BRIEF:
Output the lines from the start of the stored records through the line containing "Provide the mask", reproducing each one without any change.
------ DATA LINES ------
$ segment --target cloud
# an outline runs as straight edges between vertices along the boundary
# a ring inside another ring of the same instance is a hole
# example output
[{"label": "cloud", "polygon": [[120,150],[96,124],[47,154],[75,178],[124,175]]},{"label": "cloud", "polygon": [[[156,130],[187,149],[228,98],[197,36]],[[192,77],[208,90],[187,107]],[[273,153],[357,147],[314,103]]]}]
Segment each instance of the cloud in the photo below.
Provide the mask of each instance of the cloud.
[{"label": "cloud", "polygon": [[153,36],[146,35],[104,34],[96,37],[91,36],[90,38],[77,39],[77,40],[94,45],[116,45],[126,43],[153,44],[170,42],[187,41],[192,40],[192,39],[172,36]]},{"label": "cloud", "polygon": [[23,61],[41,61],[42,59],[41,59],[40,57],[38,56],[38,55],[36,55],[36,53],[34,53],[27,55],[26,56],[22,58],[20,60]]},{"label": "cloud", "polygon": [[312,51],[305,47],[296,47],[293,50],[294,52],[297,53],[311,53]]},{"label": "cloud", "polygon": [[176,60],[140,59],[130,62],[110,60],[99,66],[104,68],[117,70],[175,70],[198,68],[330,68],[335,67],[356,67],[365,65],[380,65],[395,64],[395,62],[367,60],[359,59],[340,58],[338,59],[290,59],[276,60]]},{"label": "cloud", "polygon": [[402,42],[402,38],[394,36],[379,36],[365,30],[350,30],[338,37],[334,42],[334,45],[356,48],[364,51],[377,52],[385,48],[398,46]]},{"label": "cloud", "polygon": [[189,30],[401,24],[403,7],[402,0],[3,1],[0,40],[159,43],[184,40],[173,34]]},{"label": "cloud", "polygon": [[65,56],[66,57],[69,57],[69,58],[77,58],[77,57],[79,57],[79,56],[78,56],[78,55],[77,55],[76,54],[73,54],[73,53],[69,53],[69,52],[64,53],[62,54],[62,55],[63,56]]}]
------
ANSWER TO THIS TASK:
$ segment --target cloud
# an outline runs as straight edges between vertices along the boundary
# a ring inside another ring of the same instance is a hole
# example output
[{"label": "cloud", "polygon": [[120,150],[96,124],[47,154],[75,178],[124,175]]},{"label": "cloud", "polygon": [[[156,130],[187,149],[228,98],[197,36]],[[192,77],[208,90],[187,107]],[[273,153],[357,147],[314,103]]]}]
Segment each instance of the cloud in the photo below.
Provide the mask of each instance of the cloud.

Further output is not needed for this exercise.